(Named object pointing entries)
'''
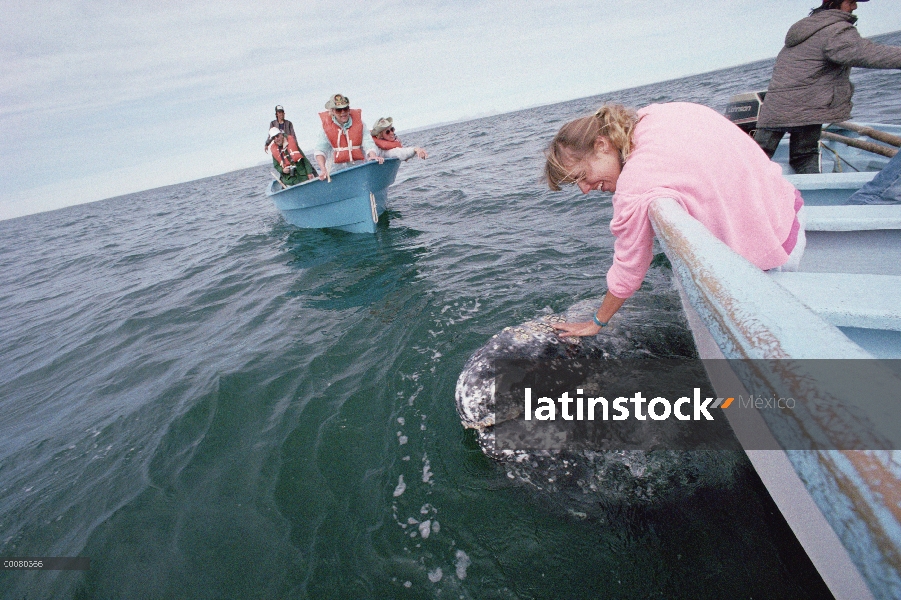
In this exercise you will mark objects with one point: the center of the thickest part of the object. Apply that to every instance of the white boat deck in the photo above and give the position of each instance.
(848, 299)
(845, 303)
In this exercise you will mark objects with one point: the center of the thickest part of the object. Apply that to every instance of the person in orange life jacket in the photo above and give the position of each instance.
(283, 125)
(389, 146)
(341, 138)
(287, 157)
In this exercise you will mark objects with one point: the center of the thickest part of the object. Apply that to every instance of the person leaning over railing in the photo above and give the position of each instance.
(683, 151)
(388, 143)
(811, 82)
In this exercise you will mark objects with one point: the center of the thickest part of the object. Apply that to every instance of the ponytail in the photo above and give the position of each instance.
(577, 139)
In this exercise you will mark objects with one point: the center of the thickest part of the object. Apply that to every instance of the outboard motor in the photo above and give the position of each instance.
(743, 110)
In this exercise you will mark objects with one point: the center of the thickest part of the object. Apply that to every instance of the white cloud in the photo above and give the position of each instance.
(105, 98)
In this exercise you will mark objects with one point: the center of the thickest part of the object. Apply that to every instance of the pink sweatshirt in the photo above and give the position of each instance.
(720, 175)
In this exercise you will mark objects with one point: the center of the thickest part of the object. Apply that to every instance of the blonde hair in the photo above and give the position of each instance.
(578, 139)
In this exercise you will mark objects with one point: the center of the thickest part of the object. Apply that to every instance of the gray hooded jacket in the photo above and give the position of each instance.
(811, 80)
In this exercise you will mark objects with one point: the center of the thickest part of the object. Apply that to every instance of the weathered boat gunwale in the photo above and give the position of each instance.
(737, 311)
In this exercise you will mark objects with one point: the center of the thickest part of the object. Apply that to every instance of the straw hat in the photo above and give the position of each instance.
(381, 125)
(337, 101)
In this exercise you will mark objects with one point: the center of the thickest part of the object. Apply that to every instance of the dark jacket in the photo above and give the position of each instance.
(811, 79)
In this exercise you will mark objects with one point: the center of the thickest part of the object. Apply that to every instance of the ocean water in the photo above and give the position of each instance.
(210, 403)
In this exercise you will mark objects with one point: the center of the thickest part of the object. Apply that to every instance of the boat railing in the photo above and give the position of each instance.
(775, 346)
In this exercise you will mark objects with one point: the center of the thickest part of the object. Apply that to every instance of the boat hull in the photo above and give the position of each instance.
(352, 201)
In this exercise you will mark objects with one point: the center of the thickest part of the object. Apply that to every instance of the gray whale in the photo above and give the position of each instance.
(589, 474)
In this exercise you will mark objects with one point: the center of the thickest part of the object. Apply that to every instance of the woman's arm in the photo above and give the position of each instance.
(608, 308)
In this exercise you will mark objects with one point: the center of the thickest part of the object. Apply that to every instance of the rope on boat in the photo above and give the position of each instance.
(862, 144)
(880, 136)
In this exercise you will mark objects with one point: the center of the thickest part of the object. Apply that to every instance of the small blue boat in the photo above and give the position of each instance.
(352, 201)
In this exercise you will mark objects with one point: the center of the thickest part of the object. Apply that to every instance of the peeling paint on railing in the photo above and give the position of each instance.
(751, 317)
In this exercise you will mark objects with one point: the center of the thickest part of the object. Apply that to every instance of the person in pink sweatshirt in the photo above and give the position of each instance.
(683, 151)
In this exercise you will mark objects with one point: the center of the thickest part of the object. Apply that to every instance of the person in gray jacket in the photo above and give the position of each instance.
(811, 82)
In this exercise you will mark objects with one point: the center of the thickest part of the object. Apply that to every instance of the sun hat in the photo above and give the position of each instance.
(381, 125)
(337, 101)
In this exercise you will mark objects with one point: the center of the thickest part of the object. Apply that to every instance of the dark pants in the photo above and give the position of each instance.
(803, 146)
'''
> **GOAL**
Reproduce each record from above exactly; pictures do not belong in the copy.

> **EXERCISE OUTPUT**
In this exercise you will mark objects with one point: the center of the thickest part of the object. Apply that to every instance of the white boat deck in the photo above and give the position of each instance.
(848, 299)
(845, 303)
In this exercise you will mark objects with one point: the center of the thickest part of the object. Apply that to every instance of the person in orange life jacket in the photo above and give the position of each instance.
(283, 125)
(389, 146)
(341, 138)
(287, 157)
In this exercise you will mark objects with one point: the center of the thickest part of the object. Apply that to every instance of the person leaning over railing in the photo above and give the position of each instance.
(683, 151)
(388, 143)
(811, 82)
In this exercise you will mark objects with one point: the center of the thickest part of the object. Apply that to every instance of the ponytail in the photo above and give the position of each instance.
(577, 139)
In this exercise you will mark objects with one point: the center of the thickest part of the object. Apply that to every instance of the outboard motor in the photo above and give the position of each instance.
(743, 110)
In this exercise you will mark objects with one point: the center of the thickest part of the object. Apply that to every instance of the white cloud in the photo above and give the position of each instance.
(105, 98)
In this exercise you will mark objects with one point: the center of the thickest part of the object. Apply that to every instance of the pink sweatshirt in the photo above and give the position of each instance.
(720, 175)
In this exercise you will mark objects with one point: the center of the thickest part of the object. Apply that to every instance of the blonde hair in the photo above and give the position of each instance.
(578, 139)
In this exercise you will mark objects with one point: the center of the thickest part of the object. Apply that to every instance of the gray hooded jacket in the photo above and give the position of each instance.
(811, 80)
In this exercise you will mark objects with one point: the center of the thickest part of the object. Apply that to every instance of the weathered boat gunwale in the photo above and give the position of each instance.
(737, 311)
In this exercise you will mark objects with one point: the center of the thickest part of the object. Apply that to every instance of the straw hat in the photo above and give the position of each instance.
(381, 125)
(337, 101)
In this exercise you will mark objects with one point: the center of the thickest part of the object. Apply that to every instance of the dark jacket in the photo above and give the position of each instance.
(811, 79)
In this exercise you will mark objects with one point: the center of the thickest part of the object. Apply that to every instance of the ocean water in the photo above and give the position of each instance.
(210, 403)
In this exercise you will mark objects with one point: the center of the thickest part of the object. Apply that to every instance of the boat railing in the photo above and give the position of each instance.
(775, 346)
In this exercise you will mark objects with one point: the center of the thickest part of the object. Apply that to every instance of the boat hull in the photo above and give the position of each instance.
(352, 201)
In this exercise you will mark objects with one point: the center of the thickest part of the object. Apply that to every instance of the gray whale in the photo above and give the position of each instance.
(589, 474)
In this exercise you will mark objects with one point: the center of the thickest part of the object. Apply that to every instance of the woman's arm in the photo above and give the position of each instance.
(608, 308)
In this exercise you will mark objects with one point: the center of the thickest part of the object. Apply that to every instance of the rope on boat in the photo above and give the position of each instance.
(862, 144)
(880, 136)
In this exercise you will mark objects with one point: the center of the thickest part of the object. Apply that to every instance of the small blue boat in the photo above and give the position of each instance.
(352, 201)
In this exercise you will mark objects with one point: the center of the thickest part of the object. Apply that to every instance of the peeling paint on railing in the photo above and give the position of each instance.
(751, 317)
In this exercise you will mark objects with one point: the center of the thickest part of the object. Apply that to every instance of the person in pink sweatshirt in the photo above and give the position of each instance.
(683, 151)
In this exercise you will mark objects with one point: the center of the thickest part of the object. Apply that to every instance of the person in gray jacket in the photo above and give the position of each instance.
(811, 82)
In this exercise you will mark objects with one point: the center of the thickest part of the object. Apply that to every instance of the sun hat in the photo above and give the position of each instance.
(381, 125)
(337, 101)
In this exercise you will mark objects with one point: the center of the thickest part of the object. Apply that to every instance of the dark pants in the photo above and give the position of each instance.
(803, 146)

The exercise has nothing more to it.